[Excerpt from a dataset]
+===+

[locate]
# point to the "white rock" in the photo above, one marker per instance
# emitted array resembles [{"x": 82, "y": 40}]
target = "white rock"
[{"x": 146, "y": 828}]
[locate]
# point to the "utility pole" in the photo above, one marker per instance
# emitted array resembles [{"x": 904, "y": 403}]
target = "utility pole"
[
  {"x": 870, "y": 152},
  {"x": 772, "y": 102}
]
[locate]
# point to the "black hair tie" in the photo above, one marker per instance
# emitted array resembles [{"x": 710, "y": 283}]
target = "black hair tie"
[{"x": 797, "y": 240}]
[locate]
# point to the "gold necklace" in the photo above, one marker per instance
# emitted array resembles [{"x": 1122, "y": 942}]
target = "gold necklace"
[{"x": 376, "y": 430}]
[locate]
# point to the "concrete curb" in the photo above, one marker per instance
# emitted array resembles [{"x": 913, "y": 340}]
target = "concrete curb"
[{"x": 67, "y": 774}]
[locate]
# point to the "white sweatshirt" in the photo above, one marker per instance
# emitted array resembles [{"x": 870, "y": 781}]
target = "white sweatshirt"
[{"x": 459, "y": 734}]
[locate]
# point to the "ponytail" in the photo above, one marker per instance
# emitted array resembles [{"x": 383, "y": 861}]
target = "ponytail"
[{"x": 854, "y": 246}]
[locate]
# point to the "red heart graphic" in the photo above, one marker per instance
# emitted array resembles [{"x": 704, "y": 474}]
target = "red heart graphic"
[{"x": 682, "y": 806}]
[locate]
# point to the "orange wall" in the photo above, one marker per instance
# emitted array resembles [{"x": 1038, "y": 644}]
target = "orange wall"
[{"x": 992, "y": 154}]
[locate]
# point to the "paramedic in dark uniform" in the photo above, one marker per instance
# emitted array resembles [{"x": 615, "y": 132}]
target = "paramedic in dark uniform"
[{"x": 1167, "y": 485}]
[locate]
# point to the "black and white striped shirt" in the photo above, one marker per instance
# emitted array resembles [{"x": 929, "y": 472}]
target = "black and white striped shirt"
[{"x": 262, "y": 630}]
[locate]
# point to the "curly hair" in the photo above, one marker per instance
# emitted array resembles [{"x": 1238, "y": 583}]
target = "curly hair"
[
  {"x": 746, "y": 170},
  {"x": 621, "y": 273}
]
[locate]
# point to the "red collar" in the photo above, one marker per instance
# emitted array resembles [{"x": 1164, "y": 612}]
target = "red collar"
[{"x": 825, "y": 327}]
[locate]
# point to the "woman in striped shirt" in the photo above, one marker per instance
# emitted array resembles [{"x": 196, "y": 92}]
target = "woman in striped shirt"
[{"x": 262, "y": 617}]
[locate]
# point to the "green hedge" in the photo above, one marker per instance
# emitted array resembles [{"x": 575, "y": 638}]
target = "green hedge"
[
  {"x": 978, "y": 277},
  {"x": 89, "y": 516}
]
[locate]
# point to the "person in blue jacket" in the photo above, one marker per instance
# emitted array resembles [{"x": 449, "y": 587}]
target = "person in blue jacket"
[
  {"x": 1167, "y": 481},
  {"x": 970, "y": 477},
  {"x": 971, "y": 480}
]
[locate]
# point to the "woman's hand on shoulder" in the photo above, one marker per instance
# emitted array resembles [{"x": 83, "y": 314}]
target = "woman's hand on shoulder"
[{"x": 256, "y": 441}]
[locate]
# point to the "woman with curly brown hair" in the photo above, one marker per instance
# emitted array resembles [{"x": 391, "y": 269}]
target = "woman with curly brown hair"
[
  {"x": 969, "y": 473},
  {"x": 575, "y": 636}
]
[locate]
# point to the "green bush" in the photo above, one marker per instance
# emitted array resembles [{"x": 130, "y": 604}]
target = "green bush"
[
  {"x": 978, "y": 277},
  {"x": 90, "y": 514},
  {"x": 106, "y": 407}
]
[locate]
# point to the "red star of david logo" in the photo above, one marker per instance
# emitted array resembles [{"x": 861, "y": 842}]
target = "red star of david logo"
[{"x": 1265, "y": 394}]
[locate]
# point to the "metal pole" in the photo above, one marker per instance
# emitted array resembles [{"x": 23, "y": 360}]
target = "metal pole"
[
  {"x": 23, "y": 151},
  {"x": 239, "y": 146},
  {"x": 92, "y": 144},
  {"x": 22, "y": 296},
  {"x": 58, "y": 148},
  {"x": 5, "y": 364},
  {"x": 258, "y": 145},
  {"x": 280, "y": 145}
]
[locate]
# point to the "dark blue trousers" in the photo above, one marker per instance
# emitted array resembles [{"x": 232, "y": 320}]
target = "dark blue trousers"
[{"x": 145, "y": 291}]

+===+

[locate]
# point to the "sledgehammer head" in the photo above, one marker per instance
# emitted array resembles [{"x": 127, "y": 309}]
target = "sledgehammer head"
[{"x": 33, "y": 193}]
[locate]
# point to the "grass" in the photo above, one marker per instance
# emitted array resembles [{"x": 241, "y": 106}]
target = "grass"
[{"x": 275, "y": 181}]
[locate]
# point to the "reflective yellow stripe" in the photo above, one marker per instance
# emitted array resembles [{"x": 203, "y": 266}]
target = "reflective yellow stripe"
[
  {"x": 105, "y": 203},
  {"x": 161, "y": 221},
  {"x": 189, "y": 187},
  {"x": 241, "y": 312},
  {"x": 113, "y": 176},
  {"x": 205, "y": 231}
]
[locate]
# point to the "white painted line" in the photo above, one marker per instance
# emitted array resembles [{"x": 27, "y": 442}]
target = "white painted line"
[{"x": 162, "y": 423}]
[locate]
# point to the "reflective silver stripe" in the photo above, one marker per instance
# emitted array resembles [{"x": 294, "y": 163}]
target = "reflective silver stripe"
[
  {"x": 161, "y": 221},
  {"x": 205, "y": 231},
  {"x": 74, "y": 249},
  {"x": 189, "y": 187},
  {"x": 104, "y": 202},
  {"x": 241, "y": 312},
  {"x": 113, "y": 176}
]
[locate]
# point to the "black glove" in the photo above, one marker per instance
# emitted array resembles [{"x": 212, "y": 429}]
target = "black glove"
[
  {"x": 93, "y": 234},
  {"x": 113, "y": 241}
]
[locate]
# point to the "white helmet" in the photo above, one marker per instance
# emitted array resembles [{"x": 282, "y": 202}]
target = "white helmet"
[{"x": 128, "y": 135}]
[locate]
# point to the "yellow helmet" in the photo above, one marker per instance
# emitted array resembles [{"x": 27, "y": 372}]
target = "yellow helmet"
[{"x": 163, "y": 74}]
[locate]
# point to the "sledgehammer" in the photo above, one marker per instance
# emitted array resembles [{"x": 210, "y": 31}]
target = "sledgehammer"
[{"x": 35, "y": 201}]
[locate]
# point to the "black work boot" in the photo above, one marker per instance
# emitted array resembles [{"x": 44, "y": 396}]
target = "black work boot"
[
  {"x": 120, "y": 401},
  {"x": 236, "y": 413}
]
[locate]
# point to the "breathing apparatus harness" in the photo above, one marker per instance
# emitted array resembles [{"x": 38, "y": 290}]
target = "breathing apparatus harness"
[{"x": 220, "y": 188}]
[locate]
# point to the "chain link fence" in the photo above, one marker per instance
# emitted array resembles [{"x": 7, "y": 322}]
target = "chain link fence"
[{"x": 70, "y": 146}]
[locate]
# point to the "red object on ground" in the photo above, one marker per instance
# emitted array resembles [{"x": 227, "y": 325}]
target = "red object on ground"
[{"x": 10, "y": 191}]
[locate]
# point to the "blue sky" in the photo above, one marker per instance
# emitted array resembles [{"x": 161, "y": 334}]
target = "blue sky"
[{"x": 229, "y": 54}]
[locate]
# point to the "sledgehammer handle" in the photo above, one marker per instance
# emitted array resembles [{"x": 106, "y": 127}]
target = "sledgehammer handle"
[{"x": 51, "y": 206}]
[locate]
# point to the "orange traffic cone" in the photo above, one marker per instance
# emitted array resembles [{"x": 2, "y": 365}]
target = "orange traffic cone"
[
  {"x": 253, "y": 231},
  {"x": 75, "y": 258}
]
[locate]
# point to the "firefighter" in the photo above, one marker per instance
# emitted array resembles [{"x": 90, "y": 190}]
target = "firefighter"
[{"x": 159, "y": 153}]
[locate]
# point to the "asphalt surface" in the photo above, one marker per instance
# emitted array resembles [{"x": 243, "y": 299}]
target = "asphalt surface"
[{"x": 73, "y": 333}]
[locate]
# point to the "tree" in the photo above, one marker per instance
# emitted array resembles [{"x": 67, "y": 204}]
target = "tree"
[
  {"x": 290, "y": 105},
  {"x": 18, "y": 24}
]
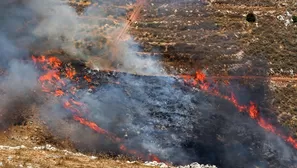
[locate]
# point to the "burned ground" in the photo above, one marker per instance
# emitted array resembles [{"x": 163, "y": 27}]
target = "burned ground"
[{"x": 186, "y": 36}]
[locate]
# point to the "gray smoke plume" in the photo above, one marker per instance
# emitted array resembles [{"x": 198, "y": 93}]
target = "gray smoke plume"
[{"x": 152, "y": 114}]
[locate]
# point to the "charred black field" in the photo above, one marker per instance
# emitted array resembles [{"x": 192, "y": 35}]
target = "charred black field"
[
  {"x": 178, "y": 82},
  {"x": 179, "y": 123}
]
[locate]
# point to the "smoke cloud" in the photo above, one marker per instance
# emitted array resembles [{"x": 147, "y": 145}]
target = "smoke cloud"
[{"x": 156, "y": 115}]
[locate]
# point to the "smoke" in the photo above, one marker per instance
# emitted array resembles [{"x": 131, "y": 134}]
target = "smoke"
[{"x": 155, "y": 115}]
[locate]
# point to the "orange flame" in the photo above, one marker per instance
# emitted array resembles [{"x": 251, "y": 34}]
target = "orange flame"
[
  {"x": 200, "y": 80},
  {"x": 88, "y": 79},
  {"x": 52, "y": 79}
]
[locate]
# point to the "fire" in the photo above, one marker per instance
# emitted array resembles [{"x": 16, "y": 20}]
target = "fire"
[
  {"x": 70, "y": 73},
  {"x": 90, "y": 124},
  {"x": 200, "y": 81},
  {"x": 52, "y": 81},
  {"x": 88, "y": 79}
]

+===+

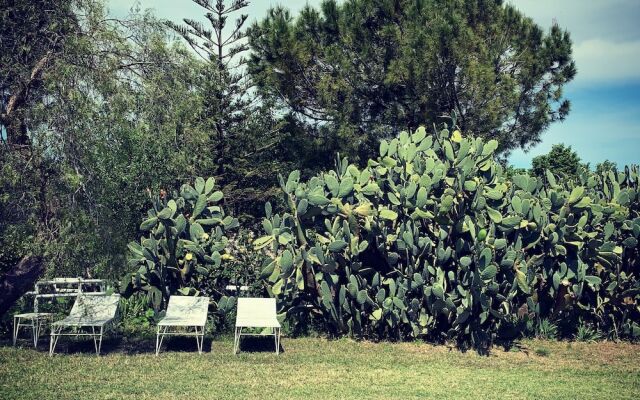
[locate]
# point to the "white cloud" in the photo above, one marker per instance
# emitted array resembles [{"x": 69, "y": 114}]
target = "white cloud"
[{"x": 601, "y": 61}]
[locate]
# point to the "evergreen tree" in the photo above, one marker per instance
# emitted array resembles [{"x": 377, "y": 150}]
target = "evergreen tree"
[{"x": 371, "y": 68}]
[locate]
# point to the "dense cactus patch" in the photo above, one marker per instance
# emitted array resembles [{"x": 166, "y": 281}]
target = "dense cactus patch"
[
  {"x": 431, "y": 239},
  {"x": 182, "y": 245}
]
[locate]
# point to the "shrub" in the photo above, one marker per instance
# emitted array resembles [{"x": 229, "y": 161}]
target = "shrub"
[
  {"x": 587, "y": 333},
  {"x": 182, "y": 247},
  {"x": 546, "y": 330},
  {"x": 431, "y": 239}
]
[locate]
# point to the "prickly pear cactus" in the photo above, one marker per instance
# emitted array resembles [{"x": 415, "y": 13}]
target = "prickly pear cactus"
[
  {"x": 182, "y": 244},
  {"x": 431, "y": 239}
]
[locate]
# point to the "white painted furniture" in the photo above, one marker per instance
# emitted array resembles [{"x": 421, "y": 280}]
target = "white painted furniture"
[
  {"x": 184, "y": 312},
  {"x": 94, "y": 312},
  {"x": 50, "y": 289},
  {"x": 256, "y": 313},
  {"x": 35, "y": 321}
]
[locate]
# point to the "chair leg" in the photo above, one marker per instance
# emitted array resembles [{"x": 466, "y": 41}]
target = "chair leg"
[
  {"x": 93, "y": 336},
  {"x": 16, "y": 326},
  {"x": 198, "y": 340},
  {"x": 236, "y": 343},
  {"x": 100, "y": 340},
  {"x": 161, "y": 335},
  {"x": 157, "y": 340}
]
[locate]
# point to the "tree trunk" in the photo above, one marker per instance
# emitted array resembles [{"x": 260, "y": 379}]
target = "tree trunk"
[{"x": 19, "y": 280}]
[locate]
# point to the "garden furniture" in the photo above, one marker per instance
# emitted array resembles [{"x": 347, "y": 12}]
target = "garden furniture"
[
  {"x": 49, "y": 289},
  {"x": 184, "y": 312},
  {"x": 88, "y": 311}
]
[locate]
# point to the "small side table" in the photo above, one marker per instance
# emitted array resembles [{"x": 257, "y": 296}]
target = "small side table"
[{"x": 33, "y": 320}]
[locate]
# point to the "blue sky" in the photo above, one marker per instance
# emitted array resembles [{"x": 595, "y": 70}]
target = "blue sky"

+===+

__WHAT IS NEEDED__
Which lines in the items contain the string "boot"? Pick out each one and copy it in full.

__FULL SOLUTION__
# point to the "black work boot" in the photo above, one marker per instance
target = "black work boot"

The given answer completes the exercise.